■ RECORD EXCERPTS ■

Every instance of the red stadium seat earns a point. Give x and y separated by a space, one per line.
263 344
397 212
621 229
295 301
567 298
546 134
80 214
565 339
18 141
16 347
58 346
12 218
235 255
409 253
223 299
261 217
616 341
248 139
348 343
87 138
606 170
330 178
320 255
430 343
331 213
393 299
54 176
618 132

■ WHAT THIS TASK INVOLVES ■
Reproduce all of the lines above verbatim, keeping every character, number, space, and line break unchanged.

■ TASK ANSWER ■
Every instance of the red stadium seat earns a point. Give x and y separated by a space, one per line.
263 344
397 212
621 229
295 301
567 298
546 134
80 214
565 339
18 141
16 347
58 346
12 218
235 255
409 253
223 299
261 217
616 341
248 139
348 343
87 138
606 170
330 178
320 255
430 343
331 213
393 299
54 176
618 132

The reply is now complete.